◆ Request ◆
Quote each of the following lines word for word, without changing anything.

◆ Dataset content ◆
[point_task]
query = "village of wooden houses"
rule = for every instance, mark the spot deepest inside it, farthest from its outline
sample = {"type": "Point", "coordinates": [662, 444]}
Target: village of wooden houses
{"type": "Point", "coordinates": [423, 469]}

◆ Final result ◆
[point_task]
query = "village of wooden houses"
rule = for every instance, mark the spot deepest inside it, farthest from its outline
sample = {"type": "Point", "coordinates": [662, 444]}
Target: village of wooden houses
{"type": "Point", "coordinates": [423, 469]}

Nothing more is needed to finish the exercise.